Hi,

I haven't enabled enforcing DMARC rules in wcSMTP; it simply logs and records issues, and the result is the same: failures due to third-party involvement.

On the sender side, I’m ensuring that my wcSMTP implementation is robust enough for my customers to pass the SPF/DKIM checks mandated by ADSP—oops, I mean DMARC baloney. At this point, it's become necessary to have provisional scripts in place for rewriting and resigning outgoing mail.

ADSP failed because there were no viable third-party solutions. So why should we expect Super-ADSP, aka DMARC, to work any better for third parties? It doesn't, so it's essentially the same as ADSP—the same issues then, the same issues now.

Have a great 2025! :-)


On 1/3/2025 1:58 PM, Michael Thomas wrote:

On 1/2/25 7:45 PM, Barry Leiba wrote:
And in addition to the draft's being clear that receivers need to
check all of the authentication mechanisms (currently SPF and DKIM),
Section 7.4 contains strong language that senders relying on SPF
alone, without DKIM, are treading dangerously.  The combination --
senders really need to sign with DKIM, receivers need to check both
SPF and DKIM -- is important, and anyone who thinks we need to say it
more clearly should please send suggested text so we can see
specifically what we need to add/clarify.

SHORT PROBLEM: Write out the DMARC email above in full, word for word. Use only the DMARC email above as your source.

EXTRACTED DATA:

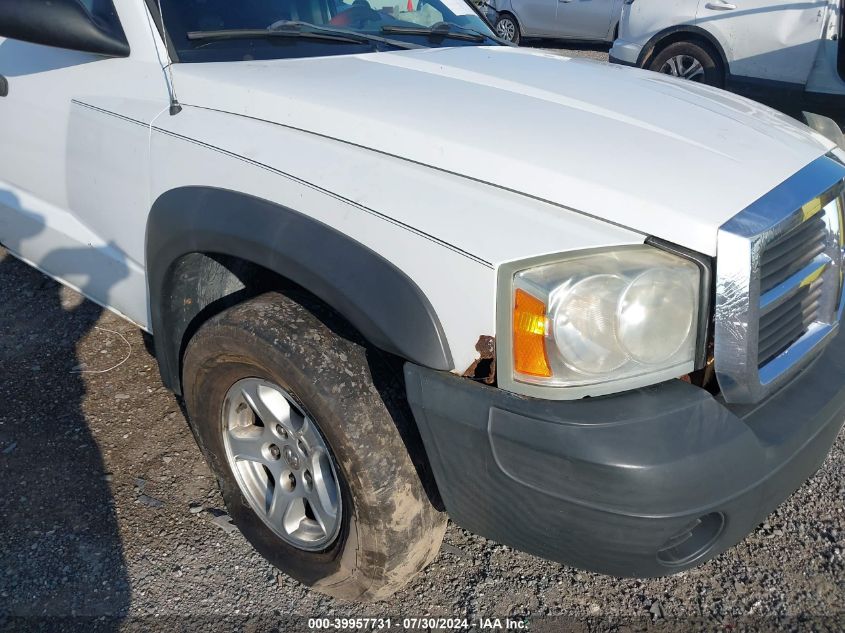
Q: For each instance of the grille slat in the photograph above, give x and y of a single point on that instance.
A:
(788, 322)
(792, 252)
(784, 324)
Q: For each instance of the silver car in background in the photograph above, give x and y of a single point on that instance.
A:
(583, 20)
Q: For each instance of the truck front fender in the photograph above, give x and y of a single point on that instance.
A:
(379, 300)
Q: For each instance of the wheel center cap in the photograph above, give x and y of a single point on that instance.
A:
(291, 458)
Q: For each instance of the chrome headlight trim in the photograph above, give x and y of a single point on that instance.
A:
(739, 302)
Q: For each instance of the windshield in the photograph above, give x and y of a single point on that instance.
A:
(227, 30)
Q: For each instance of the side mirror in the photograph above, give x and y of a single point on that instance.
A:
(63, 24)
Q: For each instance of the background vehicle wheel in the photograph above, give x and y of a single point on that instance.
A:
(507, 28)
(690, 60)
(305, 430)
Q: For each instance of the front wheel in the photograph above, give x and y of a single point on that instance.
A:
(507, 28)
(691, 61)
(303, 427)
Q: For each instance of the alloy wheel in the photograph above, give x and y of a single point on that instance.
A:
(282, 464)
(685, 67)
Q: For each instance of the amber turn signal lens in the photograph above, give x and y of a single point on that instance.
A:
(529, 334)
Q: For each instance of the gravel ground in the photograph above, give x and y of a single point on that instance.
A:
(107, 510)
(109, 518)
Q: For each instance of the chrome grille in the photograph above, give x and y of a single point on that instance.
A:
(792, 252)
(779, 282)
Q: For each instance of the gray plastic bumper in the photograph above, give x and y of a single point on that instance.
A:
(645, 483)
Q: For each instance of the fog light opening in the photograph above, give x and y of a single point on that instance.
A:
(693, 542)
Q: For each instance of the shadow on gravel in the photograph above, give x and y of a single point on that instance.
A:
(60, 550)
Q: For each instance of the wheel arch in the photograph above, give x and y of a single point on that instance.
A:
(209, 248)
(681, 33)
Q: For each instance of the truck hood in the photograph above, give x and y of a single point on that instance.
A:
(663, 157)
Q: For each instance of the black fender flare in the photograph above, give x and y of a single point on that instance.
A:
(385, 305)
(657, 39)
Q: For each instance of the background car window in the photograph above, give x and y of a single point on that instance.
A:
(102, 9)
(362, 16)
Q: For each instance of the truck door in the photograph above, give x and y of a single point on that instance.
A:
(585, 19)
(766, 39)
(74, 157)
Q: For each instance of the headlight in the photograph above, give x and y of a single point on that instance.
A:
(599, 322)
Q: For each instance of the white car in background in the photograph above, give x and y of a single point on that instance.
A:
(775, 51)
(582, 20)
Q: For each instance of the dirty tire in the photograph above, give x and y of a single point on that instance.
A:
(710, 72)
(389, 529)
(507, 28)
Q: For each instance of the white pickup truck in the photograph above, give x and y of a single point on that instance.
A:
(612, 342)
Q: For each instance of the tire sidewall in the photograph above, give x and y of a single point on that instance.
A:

COMPLETED TASK:
Hi,

I haven't enabled enforcing DMARC rules in wcSMTP; it simply logs and records issues, and the result is the same: failures due to third-party involvement.

On the sender side, I’m ensuring that my wcSMTP implementation is robust enough for my customers to pass the SPF/DKIM checks mandated by ADSP—oops, I mean DMARC baloney. At this point, it's become necessary to have provisional scripts in place for rewriting and resigning outgoing mail.

ADSP failed because there were no viable third-party solutions. So why should we expect Super-ADSP, aka DMARC, to work any better for third parties? It doesn't, so it's essentially the same as ADSP—the same issues then, the same issues now.

Have a great 2025! :-)


On 1/3/2025 1:58 PM, Michael Thomas wrote:

On 1/2/25 7:45 PM, Barry Leiba wrote:
And in addition to the draft's being clear that receivers need to
check all of the authentication mechanisms (currently SPF and DKIM),
Section 7.4 contains strong language that senders relying on SPF
alone, without DKIM, are treading dangerously.  The combination --
senders really need to sign with DKIM, receivers need to check both
SPF and DKIM -- is important, and anyone who thinks we need to say it
more clearly should please send suggested text so we can see
specifically what we need to add/clarify.